[Supplied passage]:
________________________
Daniel Timms' Dream Comes True
Behind this extraordinary innovation there is a story worth telling. Its protagonist is Daniel Timms, an Australian engineer from Queensland, who designed this mechanical heart after losing his father to severe heart failure. Timms, for years, has pursued the ambition of creating something that was not just a temporary palliative, but a real alternative to the fragility of the human heart.
«Every year in the world 23 million people suffer from heart failure, but only 6.000 receive a donated heart», Timms recalls.
The Australian government believed in this vision, investing 50 million dollars in the project. And today, that money seems to have started to pay off.
Artificial heart, the joy of animal rights activists
Such a striking result also has ethical implications. Just think of the press release we received from PETA France. That alone is worth a world:
Science has shown that a human can survive at least 100 days with a titanium heart, far longer than patients who have received a heart transplant from a pig that is also desperate to survive. These scientists are right to reject stolen animal organs in favor of superior models that do not involve killing a living being. However, prevention is better than cure: every day, humans die from preventable heart disease caused by a diet rich in animal meat and other animal products. Avoiding animal parts can significantly reduce your risk of cardiovascular disease, cancer, diabetes, and other potentially fatal health problems.
Anissa Putois, Head of Communications and Campaigns PETA France, shows us a “necessary and possible perspective” on this level. And one more reason to welcome this project with great enthusiasm.
And tomorrow? Will we all have an artificial heart?
Of course, it's not all as simple as it seems. While the excitement over this extraordinary discovery is justified, we must be cautious. The cardiologist David Colquhoun, an external member of the team that followed the experiment, recalls a crucial fact:
«The functioning duration of this artificial heart (over 100 days) is still significantly shorter than that of donated hearts, which function for more than ten years».
In short, for now the artificial heart is a temporary solution, a sort of “bridge” towards the definitive transplant. But this is precisely the point: if today the BiVACOR is used to gain time, in a (distant?) future it could become the definitive alternative. Is it realistic to think that one day man will be able to choose between a natural heart and an artificial one, perhaps like today one chooses between a diesel or electric car?
The Future of the Artificial Heart Has Just Begun
The real revolution, however, could be even more profound. When technology finally surpasses the lifespan of the natural heart, what will stop us from preferring the artificial one? We would no longer have to wait exhaustingly for a compatible donor, nor risk rejection, and perhaps even the possibility of updating the implant periodically, as if it were the software of a telephone.
But there is another side to the coin: Does relying entirely on technology make us more vulnerable? Nature has equipped us with imperfect but tested organs over millions of years of evolution, while our technology, even the most advanced, remains fragile and dependent on electricity and constant maintenance.
Personally, I admit to being divided: on the one hand excited about the innovation and the lives it can save, on the other uneasy about becoming so dependent on a still-young technology. One thing is certain: if this Australian man's story is truly a glimpse of our future, we will soon have to ask ourselves many more questions about our humanity and the price we must pay to keep it intact.
And you, are you ready to trust an artificial heart?
________________________
Dataset entries:

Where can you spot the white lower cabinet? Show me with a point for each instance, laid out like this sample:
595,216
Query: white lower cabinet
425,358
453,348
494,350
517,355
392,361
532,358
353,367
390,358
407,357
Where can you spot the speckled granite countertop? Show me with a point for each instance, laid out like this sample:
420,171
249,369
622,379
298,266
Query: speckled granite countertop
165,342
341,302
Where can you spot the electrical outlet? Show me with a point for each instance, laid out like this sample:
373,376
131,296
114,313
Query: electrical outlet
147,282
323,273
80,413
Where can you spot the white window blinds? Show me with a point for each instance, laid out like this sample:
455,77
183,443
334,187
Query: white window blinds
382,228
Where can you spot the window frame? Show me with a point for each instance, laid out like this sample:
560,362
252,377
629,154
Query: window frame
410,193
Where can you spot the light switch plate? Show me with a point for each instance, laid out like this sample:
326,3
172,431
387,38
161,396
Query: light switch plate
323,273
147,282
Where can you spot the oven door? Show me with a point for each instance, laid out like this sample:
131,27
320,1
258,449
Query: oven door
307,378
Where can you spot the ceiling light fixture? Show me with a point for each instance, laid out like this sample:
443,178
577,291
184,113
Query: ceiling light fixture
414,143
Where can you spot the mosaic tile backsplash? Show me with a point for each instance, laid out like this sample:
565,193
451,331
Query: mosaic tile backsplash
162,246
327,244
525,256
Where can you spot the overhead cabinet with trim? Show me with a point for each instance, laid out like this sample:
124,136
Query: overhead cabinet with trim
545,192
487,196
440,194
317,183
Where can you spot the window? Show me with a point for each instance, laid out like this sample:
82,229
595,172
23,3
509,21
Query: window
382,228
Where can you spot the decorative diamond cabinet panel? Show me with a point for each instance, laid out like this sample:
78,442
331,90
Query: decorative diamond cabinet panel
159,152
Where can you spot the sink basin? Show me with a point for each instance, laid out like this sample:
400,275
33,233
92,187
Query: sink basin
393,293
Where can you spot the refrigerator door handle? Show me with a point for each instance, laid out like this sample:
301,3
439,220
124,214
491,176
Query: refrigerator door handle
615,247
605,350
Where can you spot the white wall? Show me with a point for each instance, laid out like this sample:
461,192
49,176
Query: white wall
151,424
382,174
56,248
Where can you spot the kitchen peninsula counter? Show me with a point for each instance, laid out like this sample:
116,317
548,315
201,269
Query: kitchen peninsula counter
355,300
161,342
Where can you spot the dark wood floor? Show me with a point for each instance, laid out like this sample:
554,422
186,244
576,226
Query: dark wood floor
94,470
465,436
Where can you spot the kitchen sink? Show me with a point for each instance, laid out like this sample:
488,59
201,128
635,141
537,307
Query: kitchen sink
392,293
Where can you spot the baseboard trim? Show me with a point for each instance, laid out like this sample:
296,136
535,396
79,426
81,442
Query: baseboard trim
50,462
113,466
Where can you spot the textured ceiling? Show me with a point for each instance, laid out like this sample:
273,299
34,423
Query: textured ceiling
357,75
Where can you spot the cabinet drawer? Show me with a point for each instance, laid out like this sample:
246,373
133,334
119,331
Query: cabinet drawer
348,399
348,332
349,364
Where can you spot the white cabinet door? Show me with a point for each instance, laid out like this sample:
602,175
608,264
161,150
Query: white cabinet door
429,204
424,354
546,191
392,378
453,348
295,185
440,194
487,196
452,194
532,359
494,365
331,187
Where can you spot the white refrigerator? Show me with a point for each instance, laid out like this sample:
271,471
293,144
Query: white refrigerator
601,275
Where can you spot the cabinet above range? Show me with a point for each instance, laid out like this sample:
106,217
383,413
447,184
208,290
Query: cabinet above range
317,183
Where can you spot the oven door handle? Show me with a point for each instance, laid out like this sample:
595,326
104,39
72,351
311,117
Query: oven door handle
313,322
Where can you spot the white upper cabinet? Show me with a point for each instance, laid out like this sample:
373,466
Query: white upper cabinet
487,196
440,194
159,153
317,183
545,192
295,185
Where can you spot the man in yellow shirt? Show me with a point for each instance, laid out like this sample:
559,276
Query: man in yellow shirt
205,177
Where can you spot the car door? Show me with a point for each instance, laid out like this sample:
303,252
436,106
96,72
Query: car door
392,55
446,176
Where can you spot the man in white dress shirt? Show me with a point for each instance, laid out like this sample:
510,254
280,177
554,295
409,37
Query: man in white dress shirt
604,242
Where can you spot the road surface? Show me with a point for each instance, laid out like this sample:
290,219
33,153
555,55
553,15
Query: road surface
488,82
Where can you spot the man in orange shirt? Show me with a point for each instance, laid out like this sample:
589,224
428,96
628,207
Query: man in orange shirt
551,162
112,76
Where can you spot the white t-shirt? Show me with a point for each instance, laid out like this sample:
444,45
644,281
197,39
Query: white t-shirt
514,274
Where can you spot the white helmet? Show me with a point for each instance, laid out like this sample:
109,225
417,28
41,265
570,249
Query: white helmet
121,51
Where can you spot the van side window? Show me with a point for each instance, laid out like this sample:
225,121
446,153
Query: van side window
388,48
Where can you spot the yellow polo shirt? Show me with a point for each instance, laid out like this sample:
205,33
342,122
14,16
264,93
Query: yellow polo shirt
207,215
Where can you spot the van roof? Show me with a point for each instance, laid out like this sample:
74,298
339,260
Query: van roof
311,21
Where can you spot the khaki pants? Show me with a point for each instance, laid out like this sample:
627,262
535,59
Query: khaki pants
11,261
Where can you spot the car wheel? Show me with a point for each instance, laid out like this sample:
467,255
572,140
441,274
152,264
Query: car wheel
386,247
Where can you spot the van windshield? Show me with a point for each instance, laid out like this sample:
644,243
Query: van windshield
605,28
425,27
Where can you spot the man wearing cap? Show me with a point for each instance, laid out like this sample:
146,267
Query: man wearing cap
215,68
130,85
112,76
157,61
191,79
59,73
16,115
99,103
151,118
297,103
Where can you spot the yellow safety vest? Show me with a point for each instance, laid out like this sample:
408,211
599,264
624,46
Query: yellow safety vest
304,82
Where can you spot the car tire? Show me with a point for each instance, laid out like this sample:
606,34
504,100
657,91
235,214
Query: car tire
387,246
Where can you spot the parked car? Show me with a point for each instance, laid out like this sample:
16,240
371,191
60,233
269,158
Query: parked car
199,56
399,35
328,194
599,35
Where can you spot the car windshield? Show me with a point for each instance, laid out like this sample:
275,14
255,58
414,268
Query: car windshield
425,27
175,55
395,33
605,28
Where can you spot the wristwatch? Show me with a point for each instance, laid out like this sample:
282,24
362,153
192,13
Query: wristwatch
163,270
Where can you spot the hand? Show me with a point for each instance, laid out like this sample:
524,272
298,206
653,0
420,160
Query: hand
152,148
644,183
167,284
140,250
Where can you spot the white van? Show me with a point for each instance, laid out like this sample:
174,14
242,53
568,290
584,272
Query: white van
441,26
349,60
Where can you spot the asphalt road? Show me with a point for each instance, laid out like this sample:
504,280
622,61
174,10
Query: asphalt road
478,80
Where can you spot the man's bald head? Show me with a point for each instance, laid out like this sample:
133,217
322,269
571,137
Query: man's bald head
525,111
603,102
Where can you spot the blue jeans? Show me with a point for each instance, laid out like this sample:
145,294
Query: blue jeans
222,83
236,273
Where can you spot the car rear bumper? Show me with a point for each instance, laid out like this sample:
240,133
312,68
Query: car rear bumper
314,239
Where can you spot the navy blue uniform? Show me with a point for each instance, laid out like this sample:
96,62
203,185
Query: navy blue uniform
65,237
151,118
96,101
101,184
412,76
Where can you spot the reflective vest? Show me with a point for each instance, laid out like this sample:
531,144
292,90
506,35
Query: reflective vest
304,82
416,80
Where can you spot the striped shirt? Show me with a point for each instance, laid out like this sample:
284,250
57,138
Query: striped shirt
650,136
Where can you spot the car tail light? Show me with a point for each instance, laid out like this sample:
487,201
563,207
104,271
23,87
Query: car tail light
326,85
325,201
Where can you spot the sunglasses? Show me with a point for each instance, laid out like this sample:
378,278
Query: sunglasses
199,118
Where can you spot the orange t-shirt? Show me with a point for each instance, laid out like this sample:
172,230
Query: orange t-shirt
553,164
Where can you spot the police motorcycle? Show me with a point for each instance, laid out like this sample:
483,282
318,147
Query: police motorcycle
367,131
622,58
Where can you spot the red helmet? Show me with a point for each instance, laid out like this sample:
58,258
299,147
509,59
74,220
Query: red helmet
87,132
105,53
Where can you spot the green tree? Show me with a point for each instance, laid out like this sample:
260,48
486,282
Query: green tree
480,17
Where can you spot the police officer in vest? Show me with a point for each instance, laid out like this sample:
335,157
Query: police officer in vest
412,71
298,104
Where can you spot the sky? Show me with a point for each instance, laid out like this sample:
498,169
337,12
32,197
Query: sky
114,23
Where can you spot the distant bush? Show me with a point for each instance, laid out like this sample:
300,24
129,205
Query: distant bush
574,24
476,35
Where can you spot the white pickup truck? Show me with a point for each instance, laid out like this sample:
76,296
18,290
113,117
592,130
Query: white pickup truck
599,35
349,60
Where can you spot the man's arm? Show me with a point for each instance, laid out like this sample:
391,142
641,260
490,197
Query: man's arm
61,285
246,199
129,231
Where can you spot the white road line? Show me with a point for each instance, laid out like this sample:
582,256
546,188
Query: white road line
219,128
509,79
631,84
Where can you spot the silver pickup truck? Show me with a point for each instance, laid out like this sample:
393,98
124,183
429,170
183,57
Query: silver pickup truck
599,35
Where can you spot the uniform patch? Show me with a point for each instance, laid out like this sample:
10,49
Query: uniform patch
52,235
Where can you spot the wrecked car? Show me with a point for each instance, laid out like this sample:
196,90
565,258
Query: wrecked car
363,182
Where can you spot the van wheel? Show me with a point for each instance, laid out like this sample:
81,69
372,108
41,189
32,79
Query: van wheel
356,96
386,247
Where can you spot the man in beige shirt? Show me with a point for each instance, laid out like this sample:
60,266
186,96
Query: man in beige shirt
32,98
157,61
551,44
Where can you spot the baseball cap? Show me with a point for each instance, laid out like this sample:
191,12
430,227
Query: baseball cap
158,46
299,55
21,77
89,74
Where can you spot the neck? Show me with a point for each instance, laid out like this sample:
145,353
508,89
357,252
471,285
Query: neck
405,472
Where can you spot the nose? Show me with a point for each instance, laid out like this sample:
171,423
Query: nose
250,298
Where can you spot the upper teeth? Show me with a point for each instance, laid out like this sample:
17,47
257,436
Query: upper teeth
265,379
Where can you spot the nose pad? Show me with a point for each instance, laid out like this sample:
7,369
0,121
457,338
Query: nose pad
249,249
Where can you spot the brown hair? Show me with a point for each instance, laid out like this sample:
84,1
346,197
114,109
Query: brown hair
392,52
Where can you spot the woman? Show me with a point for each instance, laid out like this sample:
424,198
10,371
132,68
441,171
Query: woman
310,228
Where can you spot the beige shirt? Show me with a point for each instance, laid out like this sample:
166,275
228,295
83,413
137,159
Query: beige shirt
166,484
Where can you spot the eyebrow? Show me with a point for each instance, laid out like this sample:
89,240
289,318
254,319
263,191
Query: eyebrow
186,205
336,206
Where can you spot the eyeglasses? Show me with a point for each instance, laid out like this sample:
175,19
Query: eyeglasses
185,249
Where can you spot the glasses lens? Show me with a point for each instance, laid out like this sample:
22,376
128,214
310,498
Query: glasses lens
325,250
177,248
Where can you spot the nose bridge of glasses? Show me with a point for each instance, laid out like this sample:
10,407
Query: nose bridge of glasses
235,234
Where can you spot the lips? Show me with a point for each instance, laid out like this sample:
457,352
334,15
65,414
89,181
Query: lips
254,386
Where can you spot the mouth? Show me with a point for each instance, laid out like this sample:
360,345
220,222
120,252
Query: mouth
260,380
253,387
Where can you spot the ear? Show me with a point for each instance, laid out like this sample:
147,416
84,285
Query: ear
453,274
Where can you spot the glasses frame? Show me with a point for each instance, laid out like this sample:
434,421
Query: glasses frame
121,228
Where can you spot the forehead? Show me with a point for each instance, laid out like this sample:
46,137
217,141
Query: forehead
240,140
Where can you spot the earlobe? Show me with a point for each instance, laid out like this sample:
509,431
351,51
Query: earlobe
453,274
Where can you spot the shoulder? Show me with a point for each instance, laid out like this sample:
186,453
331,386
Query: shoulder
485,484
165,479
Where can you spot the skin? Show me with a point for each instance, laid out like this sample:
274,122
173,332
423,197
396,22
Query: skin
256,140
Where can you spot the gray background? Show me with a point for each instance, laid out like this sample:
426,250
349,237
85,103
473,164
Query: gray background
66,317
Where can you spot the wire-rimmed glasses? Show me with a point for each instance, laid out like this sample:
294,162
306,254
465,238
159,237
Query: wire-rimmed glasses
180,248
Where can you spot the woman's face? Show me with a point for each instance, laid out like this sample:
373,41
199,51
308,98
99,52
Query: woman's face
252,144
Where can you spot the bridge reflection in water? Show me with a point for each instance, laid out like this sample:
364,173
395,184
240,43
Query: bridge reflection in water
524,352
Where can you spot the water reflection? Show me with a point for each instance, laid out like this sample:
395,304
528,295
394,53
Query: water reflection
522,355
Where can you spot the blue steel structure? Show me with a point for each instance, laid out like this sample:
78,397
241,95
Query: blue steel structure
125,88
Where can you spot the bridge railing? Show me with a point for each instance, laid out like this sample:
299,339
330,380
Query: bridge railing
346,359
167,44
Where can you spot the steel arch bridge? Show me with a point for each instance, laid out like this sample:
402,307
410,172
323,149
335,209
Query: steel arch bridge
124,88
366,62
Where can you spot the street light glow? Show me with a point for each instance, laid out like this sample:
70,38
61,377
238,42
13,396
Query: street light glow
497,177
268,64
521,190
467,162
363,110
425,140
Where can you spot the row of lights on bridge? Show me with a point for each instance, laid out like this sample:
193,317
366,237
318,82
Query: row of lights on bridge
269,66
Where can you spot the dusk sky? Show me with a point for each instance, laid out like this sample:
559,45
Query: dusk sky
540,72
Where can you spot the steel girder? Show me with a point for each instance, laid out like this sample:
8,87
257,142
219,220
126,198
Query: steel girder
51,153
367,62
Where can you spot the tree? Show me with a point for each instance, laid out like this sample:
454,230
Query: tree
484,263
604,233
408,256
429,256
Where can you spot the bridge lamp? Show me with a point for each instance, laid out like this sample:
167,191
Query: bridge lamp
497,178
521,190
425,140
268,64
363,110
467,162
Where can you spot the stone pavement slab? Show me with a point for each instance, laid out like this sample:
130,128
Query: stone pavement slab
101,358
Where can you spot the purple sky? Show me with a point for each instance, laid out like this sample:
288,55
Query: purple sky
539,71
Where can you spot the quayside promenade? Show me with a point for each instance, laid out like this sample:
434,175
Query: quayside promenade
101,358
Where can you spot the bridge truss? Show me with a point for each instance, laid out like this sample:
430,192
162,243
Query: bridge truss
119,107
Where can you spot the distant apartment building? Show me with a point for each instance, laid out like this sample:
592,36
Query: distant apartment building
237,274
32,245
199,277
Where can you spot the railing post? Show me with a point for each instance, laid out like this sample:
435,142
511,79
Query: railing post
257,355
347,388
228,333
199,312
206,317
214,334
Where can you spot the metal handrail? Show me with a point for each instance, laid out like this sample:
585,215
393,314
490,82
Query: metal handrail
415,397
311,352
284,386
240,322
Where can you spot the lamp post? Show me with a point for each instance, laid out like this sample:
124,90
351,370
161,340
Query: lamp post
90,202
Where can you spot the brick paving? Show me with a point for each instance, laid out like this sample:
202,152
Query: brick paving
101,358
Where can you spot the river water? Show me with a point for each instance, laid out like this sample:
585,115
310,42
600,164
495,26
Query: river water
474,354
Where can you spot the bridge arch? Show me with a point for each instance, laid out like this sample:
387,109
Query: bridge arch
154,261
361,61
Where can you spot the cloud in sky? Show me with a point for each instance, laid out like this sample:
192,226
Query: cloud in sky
________________________
[Tasks to carry out]:
**A)** How much money did the Australian government invest in the artificial heart project?
**B)** In the artificial heart text, rewrite from "Of course, it's" to "or electric car?", replacing "cardiologist" with "heart specialist".

[Task-by-task outputs]:
**A)** The Australian government invested 50 million dollars.

**B)**
Of course, it's not all as simple as it seems. While the excitement over this extraordinary discovery is justified, we must be cautious. The heart specialist David Colquhoun, an external member of the team that followed the experiment, recalls a crucial fact:
«The functioning duration of this artificial heart (over 100 days) is still significantly shorter than that of donated hearts, which function for more than ten years».
In short, for now the artificial heart is a temporary solution, a sort of “bridge” towards the definitive transplant. But this is precisely the point: if today the BiVACOR is used to gain time, in a (distant?) future it could become the definitive alternative. Is it realistic to think that one day man will be able to choose between a natural heart and an artificial one, perhaps like today one chooses between a diesel or electric car?